[start]

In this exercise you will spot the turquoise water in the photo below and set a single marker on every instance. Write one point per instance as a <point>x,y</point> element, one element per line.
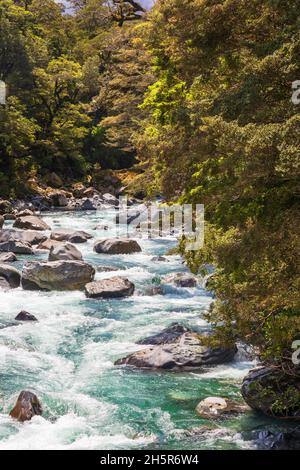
<point>67,360</point>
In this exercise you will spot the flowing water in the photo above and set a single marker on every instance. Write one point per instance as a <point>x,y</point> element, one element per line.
<point>67,360</point>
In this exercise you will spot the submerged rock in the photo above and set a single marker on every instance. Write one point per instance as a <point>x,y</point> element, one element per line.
<point>181,280</point>
<point>187,352</point>
<point>117,246</point>
<point>17,247</point>
<point>114,287</point>
<point>216,407</point>
<point>28,236</point>
<point>11,274</point>
<point>166,336</point>
<point>56,275</point>
<point>25,316</point>
<point>4,284</point>
<point>48,244</point>
<point>5,207</point>
<point>7,257</point>
<point>78,236</point>
<point>154,290</point>
<point>27,406</point>
<point>31,222</point>
<point>273,392</point>
<point>65,251</point>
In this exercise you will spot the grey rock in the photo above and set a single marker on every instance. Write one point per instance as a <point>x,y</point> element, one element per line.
<point>181,280</point>
<point>71,236</point>
<point>12,275</point>
<point>263,387</point>
<point>216,407</point>
<point>114,287</point>
<point>27,406</point>
<point>7,258</point>
<point>31,222</point>
<point>17,247</point>
<point>28,236</point>
<point>56,275</point>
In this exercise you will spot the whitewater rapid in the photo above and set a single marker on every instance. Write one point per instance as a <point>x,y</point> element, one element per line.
<point>67,360</point>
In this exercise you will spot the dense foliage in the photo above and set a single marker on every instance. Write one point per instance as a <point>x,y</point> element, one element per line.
<point>223,131</point>
<point>75,82</point>
<point>202,90</point>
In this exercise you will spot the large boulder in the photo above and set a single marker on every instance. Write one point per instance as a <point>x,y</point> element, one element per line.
<point>78,236</point>
<point>216,407</point>
<point>54,180</point>
<point>187,352</point>
<point>11,274</point>
<point>7,258</point>
<point>273,392</point>
<point>56,275</point>
<point>88,205</point>
<point>31,222</point>
<point>28,236</point>
<point>181,280</point>
<point>17,247</point>
<point>117,246</point>
<point>114,287</point>
<point>27,406</point>
<point>64,251</point>
<point>166,336</point>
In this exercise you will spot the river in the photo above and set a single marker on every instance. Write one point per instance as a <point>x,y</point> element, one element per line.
<point>67,360</point>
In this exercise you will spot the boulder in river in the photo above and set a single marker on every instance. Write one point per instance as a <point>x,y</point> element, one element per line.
<point>111,288</point>
<point>154,290</point>
<point>4,284</point>
<point>117,246</point>
<point>12,275</point>
<point>7,257</point>
<point>187,352</point>
<point>166,336</point>
<point>25,316</point>
<point>274,440</point>
<point>31,222</point>
<point>216,407</point>
<point>48,244</point>
<point>64,251</point>
<point>57,275</point>
<point>78,236</point>
<point>17,247</point>
<point>29,236</point>
<point>181,280</point>
<point>88,205</point>
<point>273,392</point>
<point>27,406</point>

[end]

What you need to do -
Rewrite all of the lines above, replacing every "set a single marker" with "place one marker" and leaving everything else unchanged. Leave the pictures out of your answer.

Reply to the task -
In this exercise you will spot the turquoise water in the photo below and place one marker on every instance. Write one point per instance as a <point>x,y</point> element, one element per line.
<point>67,360</point>
In this exercise you will spot the flowing water in the photo above and place one marker on every instance. Write one point per instance as a <point>x,y</point> element, one element per line.
<point>67,360</point>
In this exercise you will spot the submerged rock in the photo above and place one marker on every instance. Write one point per instance as a <point>x,y</point> element, one element per line.
<point>181,280</point>
<point>187,352</point>
<point>117,246</point>
<point>17,247</point>
<point>114,287</point>
<point>216,407</point>
<point>28,236</point>
<point>11,274</point>
<point>166,336</point>
<point>56,275</point>
<point>25,316</point>
<point>4,284</point>
<point>48,244</point>
<point>5,207</point>
<point>7,257</point>
<point>78,236</point>
<point>154,290</point>
<point>27,406</point>
<point>31,222</point>
<point>273,392</point>
<point>65,251</point>
In this exercise you will spot the grey rock in the photo above and place one marker on every instance. Write one point per instance as a <point>x,y</point> element, one element per line.
<point>181,280</point>
<point>71,236</point>
<point>12,275</point>
<point>263,387</point>
<point>216,407</point>
<point>114,287</point>
<point>27,406</point>
<point>7,258</point>
<point>31,222</point>
<point>17,247</point>
<point>28,236</point>
<point>56,275</point>
In this exercise you will spot the whitewater rapid in the photo above and place one marker on every instance. Write one point per instance as a <point>x,y</point> element, one element per line.
<point>67,360</point>
In this exercise you will spot the dense foliage in the photo above and place one marker on every instance. Write one point per instance as a <point>x,y</point> element, one element per line.
<point>223,131</point>
<point>75,82</point>
<point>202,90</point>
In this exercise you will spot the large boulder in the photo above and place one marker on every instance. Write one point per instance as a <point>x,y</point> element, one element per line.
<point>78,236</point>
<point>216,407</point>
<point>54,180</point>
<point>187,352</point>
<point>11,274</point>
<point>7,258</point>
<point>273,392</point>
<point>56,275</point>
<point>88,205</point>
<point>31,222</point>
<point>28,236</point>
<point>181,280</point>
<point>17,247</point>
<point>117,246</point>
<point>114,287</point>
<point>27,406</point>
<point>64,251</point>
<point>166,336</point>
In this exercise you will spot the river in the photo above and place one marker on every instance. Write one point per instance as a <point>x,y</point> element, one element per line.
<point>67,360</point>
In this exercise you will spot the boulder in river in the photo above and place one marker on every instance. Write one point per instance as a <point>x,y</point> element, one element per line.
<point>111,288</point>
<point>154,290</point>
<point>4,284</point>
<point>117,246</point>
<point>12,275</point>
<point>7,257</point>
<point>187,352</point>
<point>166,336</point>
<point>25,316</point>
<point>274,440</point>
<point>31,222</point>
<point>216,407</point>
<point>48,244</point>
<point>64,251</point>
<point>57,275</point>
<point>78,236</point>
<point>17,247</point>
<point>29,236</point>
<point>181,280</point>
<point>88,205</point>
<point>273,392</point>
<point>27,406</point>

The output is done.